> _WHAT IS BEING ASKED_
All lines from the one containing "box: [0, 2, 369, 142]" down to the one containing "positive clicks: (95, 170)", both ends included, are to be given again exactly; omit the rest of the listing below.

> _ENTRIES SHOWN_
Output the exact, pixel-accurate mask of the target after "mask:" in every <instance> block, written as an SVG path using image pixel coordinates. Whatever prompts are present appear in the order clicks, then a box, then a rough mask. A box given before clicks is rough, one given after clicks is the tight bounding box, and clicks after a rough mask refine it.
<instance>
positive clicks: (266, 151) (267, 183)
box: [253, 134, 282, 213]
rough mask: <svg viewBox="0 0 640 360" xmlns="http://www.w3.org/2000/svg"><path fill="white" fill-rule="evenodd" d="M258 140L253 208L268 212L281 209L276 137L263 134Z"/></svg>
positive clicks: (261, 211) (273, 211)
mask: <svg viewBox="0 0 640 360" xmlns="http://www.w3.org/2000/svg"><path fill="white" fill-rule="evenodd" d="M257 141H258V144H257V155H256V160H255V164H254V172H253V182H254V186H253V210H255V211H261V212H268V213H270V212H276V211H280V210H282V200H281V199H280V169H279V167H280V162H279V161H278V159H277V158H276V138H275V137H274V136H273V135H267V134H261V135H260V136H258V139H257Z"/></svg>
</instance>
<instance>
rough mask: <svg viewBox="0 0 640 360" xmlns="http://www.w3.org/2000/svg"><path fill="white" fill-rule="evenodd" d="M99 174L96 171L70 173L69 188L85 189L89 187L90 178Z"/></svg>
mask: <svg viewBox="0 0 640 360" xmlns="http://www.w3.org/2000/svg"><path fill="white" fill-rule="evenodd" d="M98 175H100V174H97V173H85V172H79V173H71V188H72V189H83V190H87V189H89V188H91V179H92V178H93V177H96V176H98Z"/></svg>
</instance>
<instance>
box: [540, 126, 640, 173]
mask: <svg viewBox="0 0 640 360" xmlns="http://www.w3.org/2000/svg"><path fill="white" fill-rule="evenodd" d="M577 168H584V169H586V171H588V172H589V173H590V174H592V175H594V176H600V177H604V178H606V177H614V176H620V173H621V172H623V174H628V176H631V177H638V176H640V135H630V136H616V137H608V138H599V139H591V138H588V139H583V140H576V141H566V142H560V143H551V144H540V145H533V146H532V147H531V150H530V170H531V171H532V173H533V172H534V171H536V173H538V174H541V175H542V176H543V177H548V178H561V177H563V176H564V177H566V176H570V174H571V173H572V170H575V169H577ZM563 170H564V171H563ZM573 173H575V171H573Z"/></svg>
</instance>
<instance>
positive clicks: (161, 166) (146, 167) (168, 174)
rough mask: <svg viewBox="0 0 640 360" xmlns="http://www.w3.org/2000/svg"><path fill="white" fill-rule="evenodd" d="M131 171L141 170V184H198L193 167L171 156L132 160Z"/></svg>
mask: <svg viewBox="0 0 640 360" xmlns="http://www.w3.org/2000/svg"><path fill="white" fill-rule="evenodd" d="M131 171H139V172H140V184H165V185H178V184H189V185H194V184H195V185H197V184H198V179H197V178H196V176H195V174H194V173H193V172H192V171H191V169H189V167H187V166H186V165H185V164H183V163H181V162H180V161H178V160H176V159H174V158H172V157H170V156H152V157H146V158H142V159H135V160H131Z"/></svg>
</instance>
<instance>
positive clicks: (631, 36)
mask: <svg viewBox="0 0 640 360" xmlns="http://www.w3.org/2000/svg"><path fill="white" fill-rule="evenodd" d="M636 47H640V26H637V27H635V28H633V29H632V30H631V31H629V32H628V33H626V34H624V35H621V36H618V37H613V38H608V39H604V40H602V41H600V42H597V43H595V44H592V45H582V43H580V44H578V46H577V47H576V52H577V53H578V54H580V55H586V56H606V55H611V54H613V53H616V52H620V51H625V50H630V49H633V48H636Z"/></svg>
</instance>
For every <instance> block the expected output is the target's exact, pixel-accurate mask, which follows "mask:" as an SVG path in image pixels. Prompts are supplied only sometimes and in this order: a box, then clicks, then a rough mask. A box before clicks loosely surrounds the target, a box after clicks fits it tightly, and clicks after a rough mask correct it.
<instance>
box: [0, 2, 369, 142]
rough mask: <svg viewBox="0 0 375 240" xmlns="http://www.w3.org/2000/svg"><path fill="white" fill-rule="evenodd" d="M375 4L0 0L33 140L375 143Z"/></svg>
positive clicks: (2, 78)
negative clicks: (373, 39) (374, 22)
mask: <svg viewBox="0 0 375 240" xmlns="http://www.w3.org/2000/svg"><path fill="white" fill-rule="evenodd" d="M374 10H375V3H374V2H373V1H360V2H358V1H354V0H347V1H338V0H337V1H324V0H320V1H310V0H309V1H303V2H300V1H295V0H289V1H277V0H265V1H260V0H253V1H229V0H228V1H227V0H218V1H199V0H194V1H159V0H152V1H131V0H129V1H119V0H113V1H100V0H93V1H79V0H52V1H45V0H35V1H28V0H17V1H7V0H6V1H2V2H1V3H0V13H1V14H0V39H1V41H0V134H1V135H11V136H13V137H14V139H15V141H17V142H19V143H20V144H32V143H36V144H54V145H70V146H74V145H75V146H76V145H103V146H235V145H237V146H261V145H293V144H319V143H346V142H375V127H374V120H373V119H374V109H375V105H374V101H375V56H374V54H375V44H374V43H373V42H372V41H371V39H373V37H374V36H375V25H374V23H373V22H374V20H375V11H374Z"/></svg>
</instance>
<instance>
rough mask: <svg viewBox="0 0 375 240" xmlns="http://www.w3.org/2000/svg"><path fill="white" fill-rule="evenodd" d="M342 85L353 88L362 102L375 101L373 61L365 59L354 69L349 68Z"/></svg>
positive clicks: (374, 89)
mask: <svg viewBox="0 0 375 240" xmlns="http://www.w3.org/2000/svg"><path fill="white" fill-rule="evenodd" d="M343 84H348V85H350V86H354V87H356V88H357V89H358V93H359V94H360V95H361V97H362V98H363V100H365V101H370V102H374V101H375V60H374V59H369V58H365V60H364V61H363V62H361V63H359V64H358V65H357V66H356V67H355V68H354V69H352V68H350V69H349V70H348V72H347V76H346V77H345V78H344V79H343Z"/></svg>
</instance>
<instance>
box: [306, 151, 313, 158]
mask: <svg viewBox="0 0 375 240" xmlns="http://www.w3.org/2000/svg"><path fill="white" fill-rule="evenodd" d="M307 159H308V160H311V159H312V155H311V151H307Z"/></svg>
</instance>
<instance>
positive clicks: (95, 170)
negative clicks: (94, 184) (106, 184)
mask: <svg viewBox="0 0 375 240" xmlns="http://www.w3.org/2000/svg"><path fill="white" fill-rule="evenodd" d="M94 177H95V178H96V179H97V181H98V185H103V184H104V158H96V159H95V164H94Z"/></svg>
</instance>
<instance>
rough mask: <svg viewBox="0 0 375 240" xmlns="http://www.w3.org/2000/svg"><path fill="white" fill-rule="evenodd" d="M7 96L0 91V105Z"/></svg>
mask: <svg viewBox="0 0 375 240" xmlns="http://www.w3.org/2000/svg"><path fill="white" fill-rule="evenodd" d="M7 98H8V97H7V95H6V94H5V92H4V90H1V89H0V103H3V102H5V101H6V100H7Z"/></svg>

> _ANSWER SPACE_
box: [0, 2, 369, 142]
rough mask: <svg viewBox="0 0 375 240" xmlns="http://www.w3.org/2000/svg"><path fill="white" fill-rule="evenodd" d="M375 4L0 0L33 140L375 143Z"/></svg>
positive clicks: (2, 78)
negative clicks: (373, 39) (374, 22)
mask: <svg viewBox="0 0 375 240" xmlns="http://www.w3.org/2000/svg"><path fill="white" fill-rule="evenodd" d="M374 10H375V3H374V2H373V1H360V2H358V1H354V0H347V1H338V0H337V1H324V0H320V1H310V0H309V1H303V2H300V1H295V0H289V1H277V0H265V1H260V0H253V1H229V0H228V1H227V0H218V1H199V0H194V1H159V0H152V1H131V0H129V1H119V0H113V1H100V0H93V1H79V0H52V1H45V0H35V1H28V0H17V1H7V0H6V1H2V2H1V3H0V13H1V14H0V39H1V41H0V134H1V135H11V136H13V137H14V139H15V141H17V142H19V143H20V144H32V143H36V144H54V145H70V146H74V145H75V146H76V145H103V146H235V145H237V146H261V145H293V144H319V143H346V142H375V127H374V120H373V119H374V109H375V105H374V101H375V56H374V54H375V44H374V43H373V42H372V41H371V39H373V37H374V36H375V25H374V23H373V22H374V20H375V11H374Z"/></svg>
</instance>
<instance>
rough mask: <svg viewBox="0 0 375 240" xmlns="http://www.w3.org/2000/svg"><path fill="white" fill-rule="evenodd" d="M342 85L353 88L362 102L375 101L373 61L365 59L354 69L349 68Z"/></svg>
positive clicks: (374, 89)
mask: <svg viewBox="0 0 375 240" xmlns="http://www.w3.org/2000/svg"><path fill="white" fill-rule="evenodd" d="M343 84H348V85H350V86H354V87H356V88H357V89H358V93H359V94H360V95H361V97H362V98H363V100H365V101H370V102H374V101H375V60H374V59H369V58H365V60H364V61H363V62H361V63H359V64H358V65H357V66H356V67H355V68H354V69H352V68H350V69H349V70H348V72H347V76H346V77H345V78H344V79H343Z"/></svg>
</instance>
<instance>
box: [306, 151, 313, 158]
mask: <svg viewBox="0 0 375 240" xmlns="http://www.w3.org/2000/svg"><path fill="white" fill-rule="evenodd" d="M307 159H308V160H311V159H312V155H311V151H307Z"/></svg>
</instance>
<instance>
positive clicks: (95, 170)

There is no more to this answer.